| Passage |
Start
In Bliss's sophisticated illustrations, which split Harris's text into narrative and speech bubbles, this amusing read shows a little girl attempting to persuade her parents to stay home with sly tactics and excuses, including "'3. And if you go out tonight, the biggest, baddest moose will walk into the kitchen -- and eat me all up!'" Mom and Dad are busy readying themselves for a night out, however, and while they provide reassurances that she's loved and that they'll come back, the girl makes up her mind to run away. But when Sarah the babysitter shows up, the girl begins to realize that her situation isn't all bad: After pizza with pepperoni and pineapple, toenail painting, and bedtime stories, she falls fast asleep. And of course, the next morning, she visits her parents as they snooze in bed and tells them all about her fun evening with Sarah.
End
| Written tasks |
• a. Answer the following questions about the review.
(i) What toppings were on the pizza?
(ii) What is the babysitter's name?
(iii) Which animal does the girl say will eat her if her parents go out?
• b. State whether each statement agrees with the review, and support each answer with the deciding words quoted from it.
(i) The girl decides to run away.
(ii) The girl stays awake until her parents return.
(iii) Harris drew the illustrations.
• c. Quote, word for word, the stretch of the review from "In Bliss's sophisticated" through "evening with Sarah.".

| Provided data |
Start
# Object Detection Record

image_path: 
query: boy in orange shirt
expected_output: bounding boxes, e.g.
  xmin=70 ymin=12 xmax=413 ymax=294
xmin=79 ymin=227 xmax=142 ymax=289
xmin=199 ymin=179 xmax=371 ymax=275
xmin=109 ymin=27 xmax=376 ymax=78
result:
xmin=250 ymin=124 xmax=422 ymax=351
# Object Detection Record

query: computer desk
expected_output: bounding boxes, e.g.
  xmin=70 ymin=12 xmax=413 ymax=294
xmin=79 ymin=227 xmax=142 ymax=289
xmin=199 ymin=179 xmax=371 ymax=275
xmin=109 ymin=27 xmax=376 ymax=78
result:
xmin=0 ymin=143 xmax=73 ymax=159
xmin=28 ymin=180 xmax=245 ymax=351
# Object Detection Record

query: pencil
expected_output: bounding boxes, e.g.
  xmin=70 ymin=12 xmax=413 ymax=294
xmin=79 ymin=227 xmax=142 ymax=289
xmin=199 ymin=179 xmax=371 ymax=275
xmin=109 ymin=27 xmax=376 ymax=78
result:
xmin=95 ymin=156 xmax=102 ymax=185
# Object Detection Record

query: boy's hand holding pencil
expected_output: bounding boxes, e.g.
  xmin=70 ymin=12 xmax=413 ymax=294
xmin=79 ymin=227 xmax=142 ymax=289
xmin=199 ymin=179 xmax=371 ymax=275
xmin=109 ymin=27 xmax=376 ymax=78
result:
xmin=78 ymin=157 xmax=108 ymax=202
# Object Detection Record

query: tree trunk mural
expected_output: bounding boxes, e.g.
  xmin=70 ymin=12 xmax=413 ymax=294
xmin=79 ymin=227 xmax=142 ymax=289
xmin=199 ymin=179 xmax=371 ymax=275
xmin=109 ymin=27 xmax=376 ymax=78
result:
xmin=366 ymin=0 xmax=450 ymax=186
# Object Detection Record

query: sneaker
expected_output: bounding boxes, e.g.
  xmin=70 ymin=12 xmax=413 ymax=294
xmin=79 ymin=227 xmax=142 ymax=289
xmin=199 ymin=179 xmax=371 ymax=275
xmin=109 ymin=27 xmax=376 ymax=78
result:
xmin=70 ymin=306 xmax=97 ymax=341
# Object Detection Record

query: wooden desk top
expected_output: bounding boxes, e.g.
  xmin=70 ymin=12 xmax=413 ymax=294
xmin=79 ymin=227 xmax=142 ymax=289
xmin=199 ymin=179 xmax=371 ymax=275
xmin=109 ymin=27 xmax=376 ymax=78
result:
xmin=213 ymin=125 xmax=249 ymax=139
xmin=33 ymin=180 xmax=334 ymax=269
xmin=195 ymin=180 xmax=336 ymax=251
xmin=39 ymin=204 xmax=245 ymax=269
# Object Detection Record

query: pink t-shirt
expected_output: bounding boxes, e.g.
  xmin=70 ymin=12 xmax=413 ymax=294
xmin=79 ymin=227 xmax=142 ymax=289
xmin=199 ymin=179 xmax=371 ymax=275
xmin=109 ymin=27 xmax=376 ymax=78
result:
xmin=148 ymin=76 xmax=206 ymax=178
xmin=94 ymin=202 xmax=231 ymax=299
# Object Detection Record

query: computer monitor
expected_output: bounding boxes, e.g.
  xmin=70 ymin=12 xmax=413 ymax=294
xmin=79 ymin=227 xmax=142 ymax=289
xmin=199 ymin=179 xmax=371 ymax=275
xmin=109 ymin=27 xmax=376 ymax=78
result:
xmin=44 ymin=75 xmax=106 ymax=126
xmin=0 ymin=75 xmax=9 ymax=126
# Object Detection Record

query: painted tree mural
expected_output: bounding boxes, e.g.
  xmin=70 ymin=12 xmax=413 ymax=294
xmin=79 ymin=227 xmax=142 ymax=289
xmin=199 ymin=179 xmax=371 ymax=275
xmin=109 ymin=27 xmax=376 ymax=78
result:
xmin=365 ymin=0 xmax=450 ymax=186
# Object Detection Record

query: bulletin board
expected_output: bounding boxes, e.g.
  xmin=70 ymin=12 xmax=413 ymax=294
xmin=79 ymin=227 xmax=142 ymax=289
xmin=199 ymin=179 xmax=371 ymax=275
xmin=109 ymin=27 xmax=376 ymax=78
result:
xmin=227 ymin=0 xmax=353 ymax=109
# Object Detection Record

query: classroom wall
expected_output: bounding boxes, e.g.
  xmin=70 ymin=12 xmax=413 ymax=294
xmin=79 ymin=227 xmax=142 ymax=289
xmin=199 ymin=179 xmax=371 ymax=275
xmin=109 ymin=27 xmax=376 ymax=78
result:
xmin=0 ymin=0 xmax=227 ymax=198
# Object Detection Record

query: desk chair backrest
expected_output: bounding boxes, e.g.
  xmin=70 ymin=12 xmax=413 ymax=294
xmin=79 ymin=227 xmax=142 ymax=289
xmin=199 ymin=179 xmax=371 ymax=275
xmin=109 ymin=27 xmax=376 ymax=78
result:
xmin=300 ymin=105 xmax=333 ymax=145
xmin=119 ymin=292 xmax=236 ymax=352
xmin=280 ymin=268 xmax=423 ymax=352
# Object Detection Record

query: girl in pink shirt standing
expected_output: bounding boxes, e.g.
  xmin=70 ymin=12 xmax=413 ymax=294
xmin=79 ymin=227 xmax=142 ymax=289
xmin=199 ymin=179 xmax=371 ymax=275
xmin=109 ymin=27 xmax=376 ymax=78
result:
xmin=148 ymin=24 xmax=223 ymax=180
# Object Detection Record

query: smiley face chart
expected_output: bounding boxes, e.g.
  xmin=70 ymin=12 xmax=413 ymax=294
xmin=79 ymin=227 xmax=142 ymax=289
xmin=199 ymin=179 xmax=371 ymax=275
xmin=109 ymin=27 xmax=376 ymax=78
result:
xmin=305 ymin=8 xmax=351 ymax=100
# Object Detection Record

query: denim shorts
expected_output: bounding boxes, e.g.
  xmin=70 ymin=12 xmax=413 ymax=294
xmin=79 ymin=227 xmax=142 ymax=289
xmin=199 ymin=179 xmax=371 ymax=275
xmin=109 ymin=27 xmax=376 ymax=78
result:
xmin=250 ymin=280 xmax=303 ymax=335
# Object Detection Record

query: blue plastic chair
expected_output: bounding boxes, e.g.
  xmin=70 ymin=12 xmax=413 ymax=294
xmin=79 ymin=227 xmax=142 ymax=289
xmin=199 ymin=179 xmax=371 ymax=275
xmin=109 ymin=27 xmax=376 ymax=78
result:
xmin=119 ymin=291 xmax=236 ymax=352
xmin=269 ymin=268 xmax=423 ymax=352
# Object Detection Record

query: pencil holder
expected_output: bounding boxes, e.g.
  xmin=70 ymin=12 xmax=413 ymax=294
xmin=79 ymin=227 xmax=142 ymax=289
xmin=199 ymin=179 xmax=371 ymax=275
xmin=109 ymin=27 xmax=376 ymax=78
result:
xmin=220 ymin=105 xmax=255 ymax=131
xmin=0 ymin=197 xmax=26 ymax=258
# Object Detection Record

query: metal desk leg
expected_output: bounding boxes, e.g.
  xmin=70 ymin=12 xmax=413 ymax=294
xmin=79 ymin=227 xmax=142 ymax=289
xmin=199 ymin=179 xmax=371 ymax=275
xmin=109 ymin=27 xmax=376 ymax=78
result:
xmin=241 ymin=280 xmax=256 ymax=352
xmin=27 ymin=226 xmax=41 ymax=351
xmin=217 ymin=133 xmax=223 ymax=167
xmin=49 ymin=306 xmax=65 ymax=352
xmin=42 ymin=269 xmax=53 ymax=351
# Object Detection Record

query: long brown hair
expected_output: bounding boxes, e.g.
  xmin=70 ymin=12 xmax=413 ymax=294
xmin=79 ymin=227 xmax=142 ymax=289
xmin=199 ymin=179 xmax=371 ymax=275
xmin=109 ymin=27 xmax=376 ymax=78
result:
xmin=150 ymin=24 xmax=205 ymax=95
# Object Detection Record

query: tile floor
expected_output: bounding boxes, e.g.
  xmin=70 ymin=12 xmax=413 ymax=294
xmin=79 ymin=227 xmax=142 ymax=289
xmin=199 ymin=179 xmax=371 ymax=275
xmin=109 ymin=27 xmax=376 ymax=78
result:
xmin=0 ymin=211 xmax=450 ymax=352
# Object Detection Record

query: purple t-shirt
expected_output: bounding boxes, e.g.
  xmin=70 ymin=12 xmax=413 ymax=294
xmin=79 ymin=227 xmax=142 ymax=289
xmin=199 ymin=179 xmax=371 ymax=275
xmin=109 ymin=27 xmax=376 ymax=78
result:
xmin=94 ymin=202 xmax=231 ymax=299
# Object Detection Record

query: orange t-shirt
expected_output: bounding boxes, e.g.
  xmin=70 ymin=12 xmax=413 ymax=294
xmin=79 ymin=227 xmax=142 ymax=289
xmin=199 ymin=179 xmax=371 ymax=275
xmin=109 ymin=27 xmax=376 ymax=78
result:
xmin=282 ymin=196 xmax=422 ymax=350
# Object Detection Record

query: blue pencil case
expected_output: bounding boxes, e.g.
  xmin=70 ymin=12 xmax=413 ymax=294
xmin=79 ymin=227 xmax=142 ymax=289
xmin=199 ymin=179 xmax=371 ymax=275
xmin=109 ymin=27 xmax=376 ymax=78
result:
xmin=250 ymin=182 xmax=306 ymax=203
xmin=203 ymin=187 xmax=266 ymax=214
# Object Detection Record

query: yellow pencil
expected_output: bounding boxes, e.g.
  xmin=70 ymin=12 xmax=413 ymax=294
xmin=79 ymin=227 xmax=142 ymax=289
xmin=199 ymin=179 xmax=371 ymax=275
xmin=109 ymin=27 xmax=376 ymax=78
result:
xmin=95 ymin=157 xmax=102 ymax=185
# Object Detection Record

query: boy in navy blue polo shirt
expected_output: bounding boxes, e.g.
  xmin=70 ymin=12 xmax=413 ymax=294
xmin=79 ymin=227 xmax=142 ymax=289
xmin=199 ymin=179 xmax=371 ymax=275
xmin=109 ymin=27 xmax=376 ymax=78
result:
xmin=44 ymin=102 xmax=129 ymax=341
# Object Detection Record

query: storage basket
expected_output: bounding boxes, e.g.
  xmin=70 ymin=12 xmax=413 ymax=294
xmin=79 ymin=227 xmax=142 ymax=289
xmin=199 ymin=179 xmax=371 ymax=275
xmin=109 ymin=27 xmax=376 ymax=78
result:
End
| Outputs |
• a.
(i) Pepperoni and pineapple.
(ii) Sarah.
(iii) A moose.

• b.
(i) Yes: "the girl makes up her mind to run away"
(ii) No: "she falls fast asleep"
(iii) No: "In Bliss's sophisticated illustrations, which split Harris's text into narrative and speech bubbles"

• c.
In Bliss's sophisticated illustrations, which split Harris's text into narrative and speech bubbles, this amusing read shows a little girl attempting to persuade her parents to stay home with sly tactics and excuses, including "'3. And if you go out tonight, the biggest, baddest moose will walk into the kitchen -- and eat me all up!'" Mom and Dad are busy readying themselves for a night out, however, and while they provide reassurances that she's loved and that they'll come back, the girl makes up her mind to run away. But when Sarah the babysitter shows up, the girl begins to realize that her situation isn't all bad: After pizza with pepperoni and pineapple, toenail painting, and bedtime stories, she falls fast asleep. And of course, the next morning, she visits her parents as they snooze in bed and tells them all about her fun evening with Sarah.